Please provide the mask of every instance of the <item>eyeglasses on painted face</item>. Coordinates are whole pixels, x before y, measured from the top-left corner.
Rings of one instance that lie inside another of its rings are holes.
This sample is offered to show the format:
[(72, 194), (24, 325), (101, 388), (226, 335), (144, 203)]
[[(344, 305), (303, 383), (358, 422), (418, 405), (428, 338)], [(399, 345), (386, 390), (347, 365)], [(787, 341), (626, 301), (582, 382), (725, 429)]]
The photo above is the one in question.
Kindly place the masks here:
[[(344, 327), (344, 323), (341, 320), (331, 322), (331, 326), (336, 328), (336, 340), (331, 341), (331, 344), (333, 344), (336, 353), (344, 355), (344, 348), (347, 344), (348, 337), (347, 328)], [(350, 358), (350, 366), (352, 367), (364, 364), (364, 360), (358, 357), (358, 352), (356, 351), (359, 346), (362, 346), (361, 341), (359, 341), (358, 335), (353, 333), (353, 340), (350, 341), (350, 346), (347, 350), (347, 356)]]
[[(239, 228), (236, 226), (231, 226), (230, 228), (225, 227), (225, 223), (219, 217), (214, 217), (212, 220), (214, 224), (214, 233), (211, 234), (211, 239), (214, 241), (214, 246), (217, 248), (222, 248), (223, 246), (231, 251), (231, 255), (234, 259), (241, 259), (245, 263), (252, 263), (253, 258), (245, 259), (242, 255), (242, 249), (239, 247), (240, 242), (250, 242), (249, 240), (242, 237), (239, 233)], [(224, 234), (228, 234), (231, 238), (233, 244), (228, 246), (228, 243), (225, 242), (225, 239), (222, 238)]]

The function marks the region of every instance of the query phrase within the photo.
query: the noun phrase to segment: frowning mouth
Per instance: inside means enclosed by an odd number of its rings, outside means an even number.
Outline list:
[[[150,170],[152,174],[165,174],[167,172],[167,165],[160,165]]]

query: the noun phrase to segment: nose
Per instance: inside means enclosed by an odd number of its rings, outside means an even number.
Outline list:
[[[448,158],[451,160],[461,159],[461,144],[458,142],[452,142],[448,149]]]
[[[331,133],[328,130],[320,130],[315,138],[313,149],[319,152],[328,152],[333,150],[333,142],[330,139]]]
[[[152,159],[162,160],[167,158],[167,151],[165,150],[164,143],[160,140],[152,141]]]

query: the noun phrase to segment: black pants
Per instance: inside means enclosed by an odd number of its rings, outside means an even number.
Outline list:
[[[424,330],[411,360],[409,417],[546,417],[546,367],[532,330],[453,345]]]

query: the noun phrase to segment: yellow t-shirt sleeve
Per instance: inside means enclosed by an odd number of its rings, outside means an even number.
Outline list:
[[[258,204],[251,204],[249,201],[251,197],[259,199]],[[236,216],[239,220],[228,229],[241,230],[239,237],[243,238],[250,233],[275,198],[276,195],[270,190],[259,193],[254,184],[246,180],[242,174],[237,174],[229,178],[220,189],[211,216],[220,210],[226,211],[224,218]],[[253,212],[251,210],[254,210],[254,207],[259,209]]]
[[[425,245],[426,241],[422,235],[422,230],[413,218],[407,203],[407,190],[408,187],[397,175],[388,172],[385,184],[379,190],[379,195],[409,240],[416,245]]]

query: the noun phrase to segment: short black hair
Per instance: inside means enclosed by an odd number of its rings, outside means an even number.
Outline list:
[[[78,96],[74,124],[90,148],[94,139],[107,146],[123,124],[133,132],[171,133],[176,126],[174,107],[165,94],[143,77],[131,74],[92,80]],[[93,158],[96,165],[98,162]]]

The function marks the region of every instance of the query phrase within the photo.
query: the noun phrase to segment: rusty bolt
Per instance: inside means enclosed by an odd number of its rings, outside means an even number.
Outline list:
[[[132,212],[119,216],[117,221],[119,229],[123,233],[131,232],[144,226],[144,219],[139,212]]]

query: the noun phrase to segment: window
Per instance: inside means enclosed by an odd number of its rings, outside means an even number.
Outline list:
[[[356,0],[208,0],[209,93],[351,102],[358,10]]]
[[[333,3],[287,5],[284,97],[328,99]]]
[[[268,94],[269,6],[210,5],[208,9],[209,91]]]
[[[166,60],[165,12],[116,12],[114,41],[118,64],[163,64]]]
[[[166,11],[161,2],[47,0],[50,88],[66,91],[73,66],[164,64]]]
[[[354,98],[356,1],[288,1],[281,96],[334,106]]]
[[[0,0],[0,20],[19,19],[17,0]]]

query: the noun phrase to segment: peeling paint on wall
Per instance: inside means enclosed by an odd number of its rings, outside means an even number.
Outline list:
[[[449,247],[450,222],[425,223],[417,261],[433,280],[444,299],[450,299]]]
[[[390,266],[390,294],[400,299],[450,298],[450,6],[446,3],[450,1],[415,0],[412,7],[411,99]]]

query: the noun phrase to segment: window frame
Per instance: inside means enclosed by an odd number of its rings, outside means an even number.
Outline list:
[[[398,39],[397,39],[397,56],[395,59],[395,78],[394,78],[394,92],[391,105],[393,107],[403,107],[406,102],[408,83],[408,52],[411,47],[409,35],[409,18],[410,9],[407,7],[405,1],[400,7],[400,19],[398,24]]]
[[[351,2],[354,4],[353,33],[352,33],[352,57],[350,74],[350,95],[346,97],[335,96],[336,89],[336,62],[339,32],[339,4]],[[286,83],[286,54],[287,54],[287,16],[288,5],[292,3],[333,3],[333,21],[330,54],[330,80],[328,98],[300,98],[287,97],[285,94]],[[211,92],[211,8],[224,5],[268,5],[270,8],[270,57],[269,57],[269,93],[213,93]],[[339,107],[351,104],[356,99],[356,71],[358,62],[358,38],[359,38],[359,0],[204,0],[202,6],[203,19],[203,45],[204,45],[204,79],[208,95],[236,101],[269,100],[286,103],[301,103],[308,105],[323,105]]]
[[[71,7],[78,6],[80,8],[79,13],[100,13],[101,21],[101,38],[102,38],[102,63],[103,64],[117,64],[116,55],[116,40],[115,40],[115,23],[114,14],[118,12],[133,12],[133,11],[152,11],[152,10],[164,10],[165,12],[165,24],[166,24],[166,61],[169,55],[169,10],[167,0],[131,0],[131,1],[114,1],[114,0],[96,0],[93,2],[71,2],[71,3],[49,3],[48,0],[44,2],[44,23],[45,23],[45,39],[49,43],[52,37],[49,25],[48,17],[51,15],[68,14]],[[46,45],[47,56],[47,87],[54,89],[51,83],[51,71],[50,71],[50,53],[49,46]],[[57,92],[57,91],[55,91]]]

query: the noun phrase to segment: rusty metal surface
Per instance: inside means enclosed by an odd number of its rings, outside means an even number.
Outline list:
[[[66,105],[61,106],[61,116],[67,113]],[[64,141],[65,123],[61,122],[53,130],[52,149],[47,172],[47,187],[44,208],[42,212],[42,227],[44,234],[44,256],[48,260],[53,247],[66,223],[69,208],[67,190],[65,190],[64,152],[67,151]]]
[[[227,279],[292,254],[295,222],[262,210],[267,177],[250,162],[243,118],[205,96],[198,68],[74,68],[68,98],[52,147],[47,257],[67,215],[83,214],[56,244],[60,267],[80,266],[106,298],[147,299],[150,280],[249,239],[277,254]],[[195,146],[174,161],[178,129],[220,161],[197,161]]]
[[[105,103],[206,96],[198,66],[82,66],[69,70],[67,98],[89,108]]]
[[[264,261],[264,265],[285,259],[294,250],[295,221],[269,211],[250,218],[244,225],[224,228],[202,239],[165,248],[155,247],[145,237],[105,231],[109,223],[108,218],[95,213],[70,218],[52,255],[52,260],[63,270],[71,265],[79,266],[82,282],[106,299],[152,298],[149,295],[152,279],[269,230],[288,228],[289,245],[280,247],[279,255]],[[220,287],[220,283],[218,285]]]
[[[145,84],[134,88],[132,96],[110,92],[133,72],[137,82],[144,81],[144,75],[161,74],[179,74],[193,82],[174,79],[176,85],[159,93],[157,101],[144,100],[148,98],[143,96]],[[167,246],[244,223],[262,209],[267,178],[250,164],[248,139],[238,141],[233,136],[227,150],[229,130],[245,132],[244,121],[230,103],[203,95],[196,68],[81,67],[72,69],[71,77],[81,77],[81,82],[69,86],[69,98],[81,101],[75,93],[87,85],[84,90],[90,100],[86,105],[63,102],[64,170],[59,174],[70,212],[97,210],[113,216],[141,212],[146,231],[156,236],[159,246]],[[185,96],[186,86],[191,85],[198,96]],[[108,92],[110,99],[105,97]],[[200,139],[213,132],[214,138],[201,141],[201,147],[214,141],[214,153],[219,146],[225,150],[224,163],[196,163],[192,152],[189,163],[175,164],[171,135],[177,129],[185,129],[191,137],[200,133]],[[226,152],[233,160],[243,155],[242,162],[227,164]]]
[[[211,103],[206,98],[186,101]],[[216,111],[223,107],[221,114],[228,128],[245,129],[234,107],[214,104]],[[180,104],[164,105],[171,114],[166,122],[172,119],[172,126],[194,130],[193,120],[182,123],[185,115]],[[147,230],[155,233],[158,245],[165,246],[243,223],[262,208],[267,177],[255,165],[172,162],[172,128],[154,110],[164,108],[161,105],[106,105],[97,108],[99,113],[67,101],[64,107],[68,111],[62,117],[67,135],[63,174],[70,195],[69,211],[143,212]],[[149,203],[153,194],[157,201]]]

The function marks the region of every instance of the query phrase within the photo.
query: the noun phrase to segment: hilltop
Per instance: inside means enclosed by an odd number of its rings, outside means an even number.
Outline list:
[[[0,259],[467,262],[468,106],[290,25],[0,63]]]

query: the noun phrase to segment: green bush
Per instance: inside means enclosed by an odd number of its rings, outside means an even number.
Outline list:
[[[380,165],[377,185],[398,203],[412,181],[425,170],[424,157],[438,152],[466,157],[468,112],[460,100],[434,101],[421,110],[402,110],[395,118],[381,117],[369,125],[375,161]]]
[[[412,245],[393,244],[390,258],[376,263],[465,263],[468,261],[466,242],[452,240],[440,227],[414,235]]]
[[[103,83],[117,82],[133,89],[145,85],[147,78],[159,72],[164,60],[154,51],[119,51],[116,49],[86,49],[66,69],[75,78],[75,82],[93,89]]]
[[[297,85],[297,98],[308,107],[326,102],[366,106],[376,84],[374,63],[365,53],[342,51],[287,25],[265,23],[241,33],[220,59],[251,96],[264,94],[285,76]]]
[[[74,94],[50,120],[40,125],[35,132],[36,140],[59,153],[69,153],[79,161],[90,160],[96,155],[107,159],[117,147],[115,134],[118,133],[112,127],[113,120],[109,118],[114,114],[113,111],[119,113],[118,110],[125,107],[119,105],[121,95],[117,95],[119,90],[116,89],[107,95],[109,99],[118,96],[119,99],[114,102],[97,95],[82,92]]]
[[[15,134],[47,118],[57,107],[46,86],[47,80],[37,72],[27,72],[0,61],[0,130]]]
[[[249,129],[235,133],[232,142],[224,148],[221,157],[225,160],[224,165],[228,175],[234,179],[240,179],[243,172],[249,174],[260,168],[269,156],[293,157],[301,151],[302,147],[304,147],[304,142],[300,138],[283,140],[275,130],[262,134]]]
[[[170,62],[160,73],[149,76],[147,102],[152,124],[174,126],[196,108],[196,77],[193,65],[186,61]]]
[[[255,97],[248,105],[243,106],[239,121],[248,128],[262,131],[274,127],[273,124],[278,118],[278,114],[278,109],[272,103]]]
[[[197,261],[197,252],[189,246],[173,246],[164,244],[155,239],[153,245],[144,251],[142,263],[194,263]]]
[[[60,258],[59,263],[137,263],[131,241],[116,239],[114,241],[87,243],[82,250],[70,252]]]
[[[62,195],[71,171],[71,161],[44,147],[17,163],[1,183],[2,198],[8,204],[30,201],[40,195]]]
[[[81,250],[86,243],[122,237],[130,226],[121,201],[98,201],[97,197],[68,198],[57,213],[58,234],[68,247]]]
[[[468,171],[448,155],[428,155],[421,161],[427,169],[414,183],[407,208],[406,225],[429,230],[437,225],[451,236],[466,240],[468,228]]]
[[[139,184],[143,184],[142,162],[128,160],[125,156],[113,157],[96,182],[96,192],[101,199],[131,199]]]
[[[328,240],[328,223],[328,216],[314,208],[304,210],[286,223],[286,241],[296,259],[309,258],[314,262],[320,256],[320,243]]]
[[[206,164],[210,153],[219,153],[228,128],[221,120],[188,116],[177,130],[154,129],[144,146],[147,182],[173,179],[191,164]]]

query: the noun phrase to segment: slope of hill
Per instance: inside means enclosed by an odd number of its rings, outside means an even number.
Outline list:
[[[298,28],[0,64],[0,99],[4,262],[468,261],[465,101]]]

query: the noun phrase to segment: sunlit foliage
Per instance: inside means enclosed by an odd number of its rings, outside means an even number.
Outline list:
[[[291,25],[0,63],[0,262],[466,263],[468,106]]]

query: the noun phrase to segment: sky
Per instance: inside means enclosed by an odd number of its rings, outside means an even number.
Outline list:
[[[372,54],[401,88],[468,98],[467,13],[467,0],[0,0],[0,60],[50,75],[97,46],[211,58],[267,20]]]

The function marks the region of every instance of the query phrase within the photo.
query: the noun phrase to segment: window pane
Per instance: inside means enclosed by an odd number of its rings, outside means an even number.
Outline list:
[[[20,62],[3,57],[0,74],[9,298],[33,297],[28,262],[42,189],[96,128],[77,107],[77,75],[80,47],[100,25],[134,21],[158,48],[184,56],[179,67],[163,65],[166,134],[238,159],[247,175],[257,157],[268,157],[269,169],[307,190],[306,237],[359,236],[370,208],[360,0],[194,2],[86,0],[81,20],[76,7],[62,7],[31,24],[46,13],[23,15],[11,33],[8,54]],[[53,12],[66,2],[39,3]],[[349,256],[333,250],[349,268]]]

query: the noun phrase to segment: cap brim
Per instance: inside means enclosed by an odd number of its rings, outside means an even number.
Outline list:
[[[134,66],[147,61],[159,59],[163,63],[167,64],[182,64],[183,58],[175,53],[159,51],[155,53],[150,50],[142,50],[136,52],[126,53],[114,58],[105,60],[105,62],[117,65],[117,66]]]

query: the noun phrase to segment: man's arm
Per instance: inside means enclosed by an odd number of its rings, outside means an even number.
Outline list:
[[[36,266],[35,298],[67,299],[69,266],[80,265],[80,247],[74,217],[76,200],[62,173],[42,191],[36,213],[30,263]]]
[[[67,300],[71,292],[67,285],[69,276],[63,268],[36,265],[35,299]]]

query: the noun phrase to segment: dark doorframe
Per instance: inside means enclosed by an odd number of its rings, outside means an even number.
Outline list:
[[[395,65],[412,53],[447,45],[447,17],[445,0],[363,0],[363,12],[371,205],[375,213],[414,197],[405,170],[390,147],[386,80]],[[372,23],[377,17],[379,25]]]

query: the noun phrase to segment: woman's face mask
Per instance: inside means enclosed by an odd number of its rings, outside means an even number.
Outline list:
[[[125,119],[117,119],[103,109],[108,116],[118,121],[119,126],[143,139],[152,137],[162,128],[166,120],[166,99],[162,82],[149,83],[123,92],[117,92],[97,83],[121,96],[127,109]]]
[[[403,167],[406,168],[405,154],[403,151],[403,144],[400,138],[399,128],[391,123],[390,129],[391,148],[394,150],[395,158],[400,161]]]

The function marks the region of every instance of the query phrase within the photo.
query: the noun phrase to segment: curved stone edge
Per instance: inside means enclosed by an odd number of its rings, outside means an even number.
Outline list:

- **Description of the task**
Filter the records down to the lines that contain the string "rusty", and copy those lines.

- **Output of the task**
query: the noun phrase to segment: rusty bolt
query: the noun phrase to segment: rusty metal surface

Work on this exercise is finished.